Quizás sea por el sondeo de este pasado fin de semana en La Vanguardia, quizás sea porque sigo a demasiados independentistas en Twitter, pero tengo la sensación que la sociedad catalana no acaba de ser consciente de la extraordinaria gravedad de los sucesos de otoño. El incesante repetir por TV3 y medios allegados de su lado de la historia parece haber reducido esos eventos, nueve meses después, a una consulta medio seria que fue reprimida por antidisturbios de forma desproporcionada. La votación, que los nacionalistas catalanes oscilan entre tratarla como simbólica («un farol») o la cosa más significativa que ha pasado en Europa desde el tratado de Versalles según les convenga, provocó la ira del estado español, llevando un montón de demócratas inocentes que sólo querían que el pueblo votara a la cárcel.
Es una historia bonita, pero es mentira. Lo que sucedió en Cataluña en septiembre y octubre del 2017 fue algo mucho más radical, profundo y grave que una votación mal convocada y peor reprimida. Lo que vimos el año pasado, y no podemos olvidar, fue como los líderes sociales y políticos que representaban menos de la mitad de la población de una región del país intentaron utilizar las instituciones para provocar un enfrentamiento civil que forzara una reacción represiva del estado, con el objetivo de justificar e imponer una secesión unilateral.

# Bloque de datos
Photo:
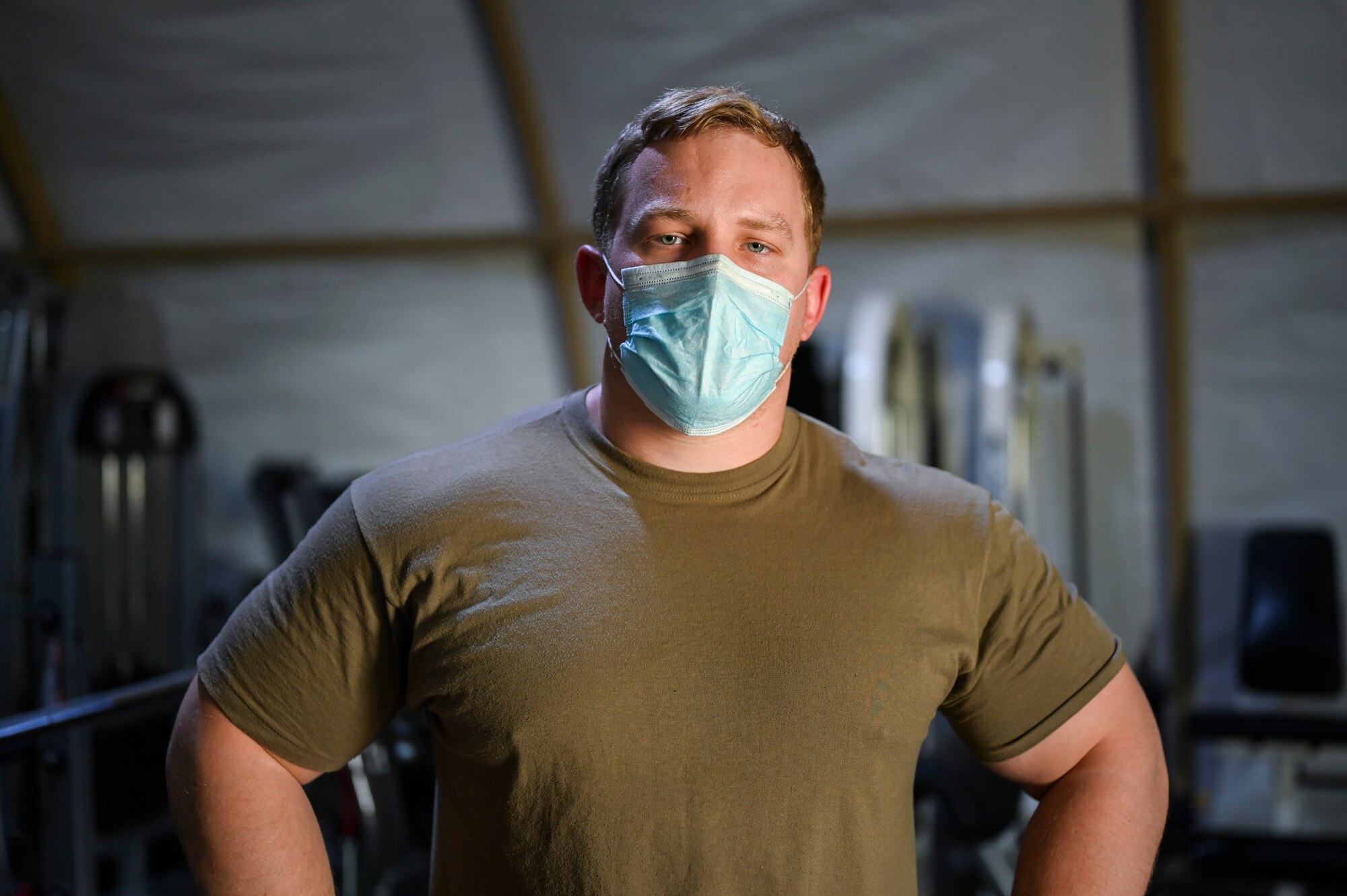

# Instrucción
Indica en qué meses de 2017 ocurrieron en Cataluña los hechos que describe el fragmento sobre Cataluña.

# Respuesta resuelta
En septiembre y octubre del 2017.